DIRECTION 1 -> In the snow narrative, which lake does the narrator look north across?
DIRECTION 2 -> Reproduce the passage of the snow narrative between "The creek running" and "now found myself.", inclusive.
-- start SELECTION --
Category Archives: Nature Photos

The Snow: Episode III

After only a few short steps, I turned and looked again upon the small creek winding through the snow and trees toward the lake, slowly dashing its own essence into the greater existence it sought to join.  I regarded the scene intently as though I could permanently mark this time and place in my memory, perhaps seeking to assure these waters that they would not be forgotten after blending with the waters of the lake.

The creek running through the snow covered trees and ground (126_2680)

I turned and walked near aimlessly the last few steps to the edge of the lake, compelled forward by the insistent beckoning of the snow, a call which tugged at the very fiber of my being, a directive I could not refuse.  I stood on the lake's shore, its ice-cold waters rhythmically dancing until they reached the place where I stood, lapping endlessly at the bank by which I now found myself.

The snow formed a crepuscular shroud over the land and water.  The day now fully upon the world still held to the darkness of the night, like a cloak rested upon existence itself.

What compels within me this obsequious attention to your presence? I asked.  Why am I held by your unremitting grasp?  Have I no will of my own?

I waited for a response from the snow.  As if by sheer force of will, I demanded an answer from within my heart.  I knew, however, that none would be forthcoming unless they chose to respond.

Like the creeks before, I meandered even closer to the lake, eventually finding myself standing on the pier above the cold dark depths.

The world seemed a lonely place from this vantage point.  I looked first this way then that, looking out across the water at the cold, starkly quiet places beyond.

Looking north across White Rock Lake through the snow (126_2659)

"What brings me here?" I wondered aloud.  The sound of my own voice shocked me.  It pierced the air like an explosion.  It was an affront to the very stillness and silence which surrounded me.  No life could be seen except a few birds soaring through the snow with magic beauty.  Why then had I voiced aloud that single thought?

Speak not.

I felt this command pass through me like a wave of unseen energy.  The singular voice contained a plurality which could only be felt.  It shook me to the core, a maelstrom of ubiquitous power and sound that had no physical presence, yet it trembled my body, juddered my bones, and pierced my mind and heart.

We are you, and you us.  We become one.  We exist as you exist.  Speak not, for it shatters our essence.

The chill of these words ran down my spine.  As impenetrable as I felt when leaving home and hearth, the snow had successfully invaded my armor.  The cold enveloped me both without and within.  While only a few moments before I had considered the environment too harsh to support further wanderings, the intimacy between the self of snow and the self of me banished that discomfort.

I discovered the snow resting upon my shoulders.  Lifting my hand above my hat, I brushed away another fortress of ice sitting upon me there.  A downward glance revealed frigid whiteness hiding my shoes and steadily climbing my legs.  Why had I not noticed this invasion before?  And was it somehow acclimating me to the cold, making me more cozy in this place contrary to human comfort?  Yes, I believe it is.

Do you appreciate our élan?

The question gave me pause, a moment to consider its meaning.  I could not be certain what precisely the snow meant by this inquiry.

I do not understand I responded.  Your meaning remains unclear to me.  While I appreciate and acknowledge your power and beauty, I remain unable to appreciate fully what has brought me here.  Your intentions are alien to me.
-- end SELECTION --
-- start DATA ROWS --
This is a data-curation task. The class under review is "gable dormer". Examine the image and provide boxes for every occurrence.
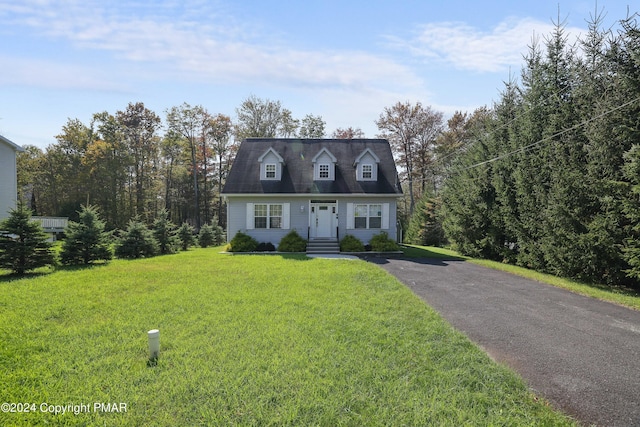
[311,148,338,181]
[353,148,380,181]
[258,148,284,181]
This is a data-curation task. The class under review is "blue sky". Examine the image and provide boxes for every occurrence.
[0,0,638,148]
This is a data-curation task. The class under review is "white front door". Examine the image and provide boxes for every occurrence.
[311,203,336,239]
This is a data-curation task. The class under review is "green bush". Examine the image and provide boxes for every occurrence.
[227,232,258,252]
[340,234,364,252]
[178,222,196,251]
[153,209,179,255]
[278,230,307,252]
[369,231,400,252]
[256,242,276,252]
[116,218,160,259]
[198,224,215,248]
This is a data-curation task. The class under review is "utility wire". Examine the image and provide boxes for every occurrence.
[454,96,640,172]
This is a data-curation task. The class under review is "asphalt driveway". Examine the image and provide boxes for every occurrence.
[368,258,640,426]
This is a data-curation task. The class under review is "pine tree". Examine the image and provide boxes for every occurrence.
[198,224,215,248]
[0,203,55,275]
[60,206,113,264]
[178,222,196,251]
[404,193,444,246]
[116,219,158,258]
[153,209,179,255]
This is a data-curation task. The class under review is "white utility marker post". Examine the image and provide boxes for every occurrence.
[147,329,160,359]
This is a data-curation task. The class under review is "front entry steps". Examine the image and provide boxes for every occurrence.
[307,239,340,254]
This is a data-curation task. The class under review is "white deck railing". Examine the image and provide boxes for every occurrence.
[31,216,69,233]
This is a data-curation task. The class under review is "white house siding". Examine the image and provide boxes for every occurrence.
[338,195,397,244]
[0,141,17,219]
[227,195,397,247]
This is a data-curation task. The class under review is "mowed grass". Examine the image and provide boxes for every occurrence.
[0,249,571,426]
[402,245,640,310]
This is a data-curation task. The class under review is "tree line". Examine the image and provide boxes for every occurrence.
[439,15,640,285]
[18,95,340,229]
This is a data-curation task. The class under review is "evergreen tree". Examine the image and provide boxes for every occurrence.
[153,209,179,255]
[0,203,55,275]
[116,218,159,259]
[404,193,444,246]
[178,222,196,251]
[198,224,215,248]
[60,206,113,264]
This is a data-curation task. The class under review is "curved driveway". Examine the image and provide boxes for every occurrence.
[368,258,640,426]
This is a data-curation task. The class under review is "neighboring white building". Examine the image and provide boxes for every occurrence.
[0,135,24,219]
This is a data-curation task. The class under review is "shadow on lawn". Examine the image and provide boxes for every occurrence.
[360,245,467,267]
[0,262,109,283]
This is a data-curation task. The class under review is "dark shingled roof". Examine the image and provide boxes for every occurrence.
[222,138,402,194]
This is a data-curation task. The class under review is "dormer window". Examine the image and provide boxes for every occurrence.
[311,148,338,181]
[258,148,284,181]
[264,163,277,179]
[353,148,380,181]
[318,163,329,179]
[362,165,373,181]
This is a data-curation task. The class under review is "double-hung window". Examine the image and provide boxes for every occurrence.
[264,163,276,179]
[353,204,382,228]
[362,165,373,180]
[253,203,282,228]
[318,163,329,179]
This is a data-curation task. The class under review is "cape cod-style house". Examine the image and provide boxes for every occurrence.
[0,135,24,219]
[223,138,402,252]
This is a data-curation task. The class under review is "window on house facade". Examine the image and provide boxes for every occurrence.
[353,204,382,228]
[253,203,282,228]
[318,163,329,179]
[264,163,276,179]
[362,165,373,179]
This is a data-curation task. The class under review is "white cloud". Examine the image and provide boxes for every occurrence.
[390,18,581,72]
[0,0,422,91]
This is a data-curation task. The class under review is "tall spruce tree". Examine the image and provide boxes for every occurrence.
[153,209,179,255]
[116,218,158,259]
[0,203,55,275]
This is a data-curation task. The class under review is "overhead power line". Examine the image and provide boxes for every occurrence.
[455,96,640,172]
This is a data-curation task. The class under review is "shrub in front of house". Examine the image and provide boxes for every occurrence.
[256,242,276,252]
[369,231,400,252]
[227,232,258,252]
[340,234,364,252]
[278,230,307,252]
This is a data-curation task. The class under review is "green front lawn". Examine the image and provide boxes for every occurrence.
[0,248,571,426]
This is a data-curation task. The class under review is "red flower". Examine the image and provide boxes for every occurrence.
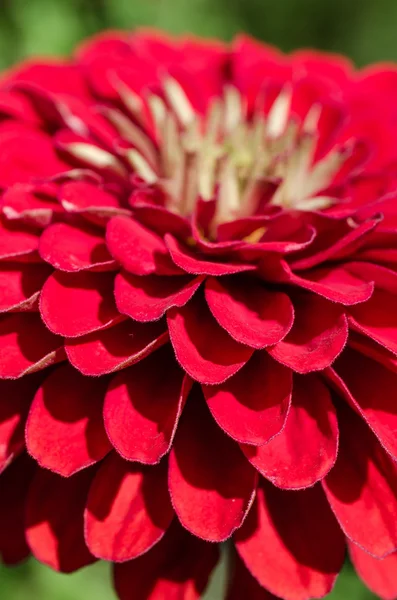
-- end DATA ROWS --
EXERCISE RESULT 1 -> White Rock Lake.

EXERCISE RESULT 2 ->
The creek running through the snow covered trees and ground (126_2680)

I turned and walked near aimlessly the last few steps to the edge of the lake, compelled forward by the insistent beckoning of the snow, a call which tugged at the very fiber of my being, a directive I could not refuse.  I stood on the lake's shore, its ice-cold waters rhythmically dancing until they reached the place where I stood, lapping endlessly at the bank by which I now found myself.